» Source extract:

::::::::::

It's as simple as, "get your **** together."
You have to love your situation and yourself first, then you will understand and believe that girls are there to be flirted with, courted, and dated. Not untouchable goddesses.

Sorry. I was bored, and wanted to start a new thread in this section going.


----------



## AussiePea (Mar 27, 2007)

Well we have had 10543 threads on this but like the rest the answer usually lies somewhere along the lines of this kind of attitude working on some girls, girls who do find that kind of personality attractive but it will not draw all woman. A lot prefer the more laid back and less arrogant guys, some shy and introverted guys, it varies person to person. 

As a guide I would say it is important to at least have some self confidence, but other than that there is going to be someone out there who prefers you own kind of unique personality.


----------



## BeSerious (Sep 14, 2012)

What kind of threads do not get posted? Let's start those!!


----------



## sarafinanickelbocker (May 16, 2010)

...luring them with candy and puppies.


----------



## AussiePea (Mar 27, 2007)

And yes also luring with candy, puppies AND rainbows.


----------



## Nada (Dec 19, 2004)

::::::::::

» Data:
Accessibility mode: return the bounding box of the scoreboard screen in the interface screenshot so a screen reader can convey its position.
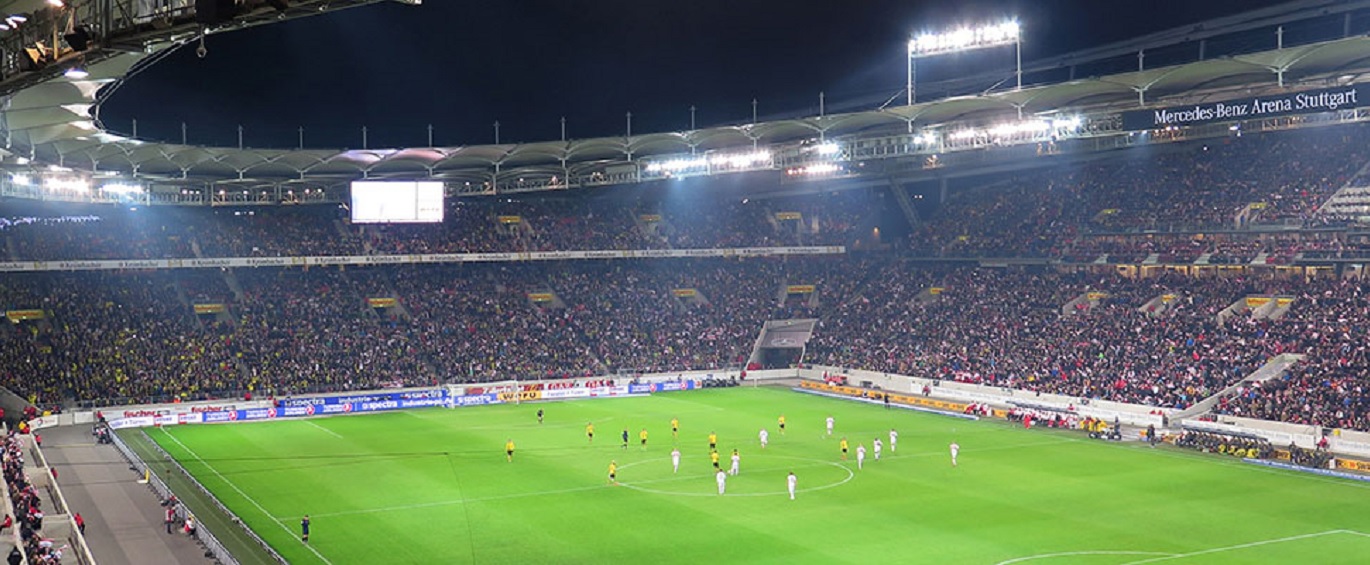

::::::::::

» Exercise:
Answer these questions about the forum thread on winning over girls.
(a) In the opening post, instead of what are girls said to be there to be flirted with, courted, and dated?
(b) How many threads does AussiePea say there have been on this topic?
(c) In AussiePea's second post, what is added to candy and puppies as a lure?

» Answer:
(a) Untouchable goddesses.
(b) 10543.
(c) Rainbows.